Retype, without any change, the line that contains "Could you please pick out the sunburst" and every line that follows it to the end of the entries, and nothing else.

Data items
==========

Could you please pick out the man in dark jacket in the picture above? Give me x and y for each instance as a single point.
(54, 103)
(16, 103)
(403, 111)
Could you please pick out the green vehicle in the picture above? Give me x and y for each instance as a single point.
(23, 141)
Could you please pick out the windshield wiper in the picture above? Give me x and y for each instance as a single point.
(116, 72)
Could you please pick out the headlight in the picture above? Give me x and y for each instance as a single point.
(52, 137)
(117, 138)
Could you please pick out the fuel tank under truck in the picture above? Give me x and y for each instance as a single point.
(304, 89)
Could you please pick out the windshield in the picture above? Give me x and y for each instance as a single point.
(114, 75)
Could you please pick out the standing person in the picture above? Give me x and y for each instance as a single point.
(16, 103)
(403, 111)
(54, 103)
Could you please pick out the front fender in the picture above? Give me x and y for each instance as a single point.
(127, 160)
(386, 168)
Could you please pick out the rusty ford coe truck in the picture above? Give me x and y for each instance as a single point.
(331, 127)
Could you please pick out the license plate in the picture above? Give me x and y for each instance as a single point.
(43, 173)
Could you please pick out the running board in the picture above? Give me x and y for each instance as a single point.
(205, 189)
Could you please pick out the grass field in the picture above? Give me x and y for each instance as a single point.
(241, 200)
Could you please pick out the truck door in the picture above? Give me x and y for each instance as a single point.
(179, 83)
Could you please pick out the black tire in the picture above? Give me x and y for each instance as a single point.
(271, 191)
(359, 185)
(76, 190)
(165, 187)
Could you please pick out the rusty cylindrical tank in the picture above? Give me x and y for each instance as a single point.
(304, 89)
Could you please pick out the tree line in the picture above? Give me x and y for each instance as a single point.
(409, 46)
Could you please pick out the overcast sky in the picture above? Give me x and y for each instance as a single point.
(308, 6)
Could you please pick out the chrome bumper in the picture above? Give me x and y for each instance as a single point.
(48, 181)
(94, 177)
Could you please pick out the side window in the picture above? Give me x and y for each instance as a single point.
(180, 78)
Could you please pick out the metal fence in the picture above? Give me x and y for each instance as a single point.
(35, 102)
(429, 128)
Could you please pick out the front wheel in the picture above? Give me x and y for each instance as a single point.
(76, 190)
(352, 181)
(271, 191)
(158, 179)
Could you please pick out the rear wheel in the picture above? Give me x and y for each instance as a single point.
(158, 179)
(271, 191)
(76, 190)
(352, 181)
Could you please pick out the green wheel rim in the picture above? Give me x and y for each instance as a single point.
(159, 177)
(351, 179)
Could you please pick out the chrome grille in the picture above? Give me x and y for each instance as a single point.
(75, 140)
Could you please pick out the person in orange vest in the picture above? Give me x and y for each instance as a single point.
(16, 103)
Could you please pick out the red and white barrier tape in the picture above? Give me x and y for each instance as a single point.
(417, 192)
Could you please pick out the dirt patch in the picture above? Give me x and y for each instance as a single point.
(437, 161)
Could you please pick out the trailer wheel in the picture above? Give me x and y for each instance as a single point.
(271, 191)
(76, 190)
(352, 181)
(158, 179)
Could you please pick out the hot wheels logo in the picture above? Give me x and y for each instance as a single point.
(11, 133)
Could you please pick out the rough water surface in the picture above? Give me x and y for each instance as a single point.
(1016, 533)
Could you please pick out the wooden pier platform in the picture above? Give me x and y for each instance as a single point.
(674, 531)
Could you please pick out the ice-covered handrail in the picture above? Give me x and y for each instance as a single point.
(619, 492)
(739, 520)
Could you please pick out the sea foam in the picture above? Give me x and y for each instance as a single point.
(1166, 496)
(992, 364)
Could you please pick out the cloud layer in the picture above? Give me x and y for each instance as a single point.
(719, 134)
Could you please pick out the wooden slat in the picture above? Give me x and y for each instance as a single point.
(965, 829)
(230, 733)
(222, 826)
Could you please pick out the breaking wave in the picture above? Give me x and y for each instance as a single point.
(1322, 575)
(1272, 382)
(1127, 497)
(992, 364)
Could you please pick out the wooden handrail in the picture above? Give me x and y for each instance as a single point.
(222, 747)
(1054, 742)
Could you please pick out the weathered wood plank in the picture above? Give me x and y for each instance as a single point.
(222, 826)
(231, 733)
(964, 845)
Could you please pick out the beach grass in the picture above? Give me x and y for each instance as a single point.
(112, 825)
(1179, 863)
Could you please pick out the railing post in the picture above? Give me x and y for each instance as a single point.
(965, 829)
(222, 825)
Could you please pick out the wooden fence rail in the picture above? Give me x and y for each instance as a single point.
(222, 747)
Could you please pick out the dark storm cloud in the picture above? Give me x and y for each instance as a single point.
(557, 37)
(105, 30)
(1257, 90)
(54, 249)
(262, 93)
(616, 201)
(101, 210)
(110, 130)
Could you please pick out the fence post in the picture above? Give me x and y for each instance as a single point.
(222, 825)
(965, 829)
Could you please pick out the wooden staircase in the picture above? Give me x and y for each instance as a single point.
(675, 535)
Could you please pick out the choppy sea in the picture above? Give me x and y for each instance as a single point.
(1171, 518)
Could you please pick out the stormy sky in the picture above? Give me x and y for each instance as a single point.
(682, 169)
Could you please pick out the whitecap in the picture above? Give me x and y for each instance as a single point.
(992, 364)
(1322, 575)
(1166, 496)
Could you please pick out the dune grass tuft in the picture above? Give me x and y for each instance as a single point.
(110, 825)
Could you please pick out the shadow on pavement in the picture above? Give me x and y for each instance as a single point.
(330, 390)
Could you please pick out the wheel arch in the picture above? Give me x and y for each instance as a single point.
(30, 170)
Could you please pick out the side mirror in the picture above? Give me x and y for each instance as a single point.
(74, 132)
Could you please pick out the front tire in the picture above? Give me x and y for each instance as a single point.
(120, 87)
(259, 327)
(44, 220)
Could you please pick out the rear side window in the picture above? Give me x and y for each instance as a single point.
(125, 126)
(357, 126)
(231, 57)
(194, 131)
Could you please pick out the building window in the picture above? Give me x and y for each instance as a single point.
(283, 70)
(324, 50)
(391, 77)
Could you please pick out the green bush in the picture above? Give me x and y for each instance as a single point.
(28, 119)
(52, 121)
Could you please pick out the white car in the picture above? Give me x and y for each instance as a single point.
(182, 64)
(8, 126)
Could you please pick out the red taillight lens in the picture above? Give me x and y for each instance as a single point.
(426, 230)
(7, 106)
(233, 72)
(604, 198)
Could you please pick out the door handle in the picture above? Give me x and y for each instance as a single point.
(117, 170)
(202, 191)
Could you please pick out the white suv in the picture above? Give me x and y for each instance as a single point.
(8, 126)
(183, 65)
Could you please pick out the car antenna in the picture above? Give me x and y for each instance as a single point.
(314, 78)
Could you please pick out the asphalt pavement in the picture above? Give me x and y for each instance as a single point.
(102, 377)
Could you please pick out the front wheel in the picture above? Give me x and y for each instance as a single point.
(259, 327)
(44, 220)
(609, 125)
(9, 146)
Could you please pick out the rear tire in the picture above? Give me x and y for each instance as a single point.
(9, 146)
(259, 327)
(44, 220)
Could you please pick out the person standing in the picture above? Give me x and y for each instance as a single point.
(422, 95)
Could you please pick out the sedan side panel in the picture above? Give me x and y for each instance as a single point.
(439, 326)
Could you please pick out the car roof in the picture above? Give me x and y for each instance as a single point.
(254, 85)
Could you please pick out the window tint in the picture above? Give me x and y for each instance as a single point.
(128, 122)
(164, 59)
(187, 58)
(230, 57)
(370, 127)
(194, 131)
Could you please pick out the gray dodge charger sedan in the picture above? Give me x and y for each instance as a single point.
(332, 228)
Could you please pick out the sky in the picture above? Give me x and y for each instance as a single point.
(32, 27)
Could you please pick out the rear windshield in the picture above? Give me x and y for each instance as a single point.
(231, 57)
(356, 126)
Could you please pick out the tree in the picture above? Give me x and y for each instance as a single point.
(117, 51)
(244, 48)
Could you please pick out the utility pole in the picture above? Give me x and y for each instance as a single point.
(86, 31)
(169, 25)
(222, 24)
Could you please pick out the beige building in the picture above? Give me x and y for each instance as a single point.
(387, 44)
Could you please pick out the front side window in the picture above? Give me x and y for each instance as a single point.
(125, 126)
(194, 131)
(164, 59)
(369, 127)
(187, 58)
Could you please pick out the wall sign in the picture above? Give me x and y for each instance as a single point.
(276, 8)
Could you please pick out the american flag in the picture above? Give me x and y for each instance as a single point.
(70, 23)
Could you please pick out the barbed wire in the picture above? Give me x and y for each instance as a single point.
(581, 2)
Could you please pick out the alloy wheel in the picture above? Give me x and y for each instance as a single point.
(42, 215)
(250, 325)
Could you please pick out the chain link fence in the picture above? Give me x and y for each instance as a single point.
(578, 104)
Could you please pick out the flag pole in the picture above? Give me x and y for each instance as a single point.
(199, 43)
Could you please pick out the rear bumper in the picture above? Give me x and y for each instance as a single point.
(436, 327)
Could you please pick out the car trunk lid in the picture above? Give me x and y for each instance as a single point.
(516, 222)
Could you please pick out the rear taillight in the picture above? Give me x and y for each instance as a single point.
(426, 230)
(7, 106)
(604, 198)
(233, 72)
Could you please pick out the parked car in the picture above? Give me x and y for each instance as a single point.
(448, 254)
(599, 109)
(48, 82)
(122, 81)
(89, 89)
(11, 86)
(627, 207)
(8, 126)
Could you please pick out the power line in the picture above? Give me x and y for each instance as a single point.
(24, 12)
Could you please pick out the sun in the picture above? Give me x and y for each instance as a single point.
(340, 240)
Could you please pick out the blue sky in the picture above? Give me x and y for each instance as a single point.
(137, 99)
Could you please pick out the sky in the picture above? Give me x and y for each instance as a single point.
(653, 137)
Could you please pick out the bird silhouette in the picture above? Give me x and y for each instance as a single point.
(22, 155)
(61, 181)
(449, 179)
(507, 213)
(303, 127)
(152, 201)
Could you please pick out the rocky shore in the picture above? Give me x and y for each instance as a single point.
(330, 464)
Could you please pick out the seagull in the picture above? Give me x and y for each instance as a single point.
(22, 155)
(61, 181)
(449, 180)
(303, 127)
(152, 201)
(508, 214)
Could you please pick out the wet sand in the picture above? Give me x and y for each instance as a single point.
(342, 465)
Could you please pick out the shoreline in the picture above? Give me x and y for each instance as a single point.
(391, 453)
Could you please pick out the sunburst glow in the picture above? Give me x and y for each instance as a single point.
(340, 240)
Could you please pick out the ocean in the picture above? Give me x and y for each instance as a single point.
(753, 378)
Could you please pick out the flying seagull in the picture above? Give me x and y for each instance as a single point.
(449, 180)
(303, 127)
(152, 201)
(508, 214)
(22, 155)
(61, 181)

==========

Written answer >>
Could you please pick out the sunburst glow in the picture above? Give me x and y for each instance as a single point.
(340, 240)
Could you please pick out the ocean in the picture above? Give me x and y for each instance as a single point.
(753, 378)
Could you please pick out the flying seagull in the picture above? Give me x and y for each instance as a single point.
(449, 180)
(303, 127)
(152, 201)
(508, 214)
(22, 155)
(61, 181)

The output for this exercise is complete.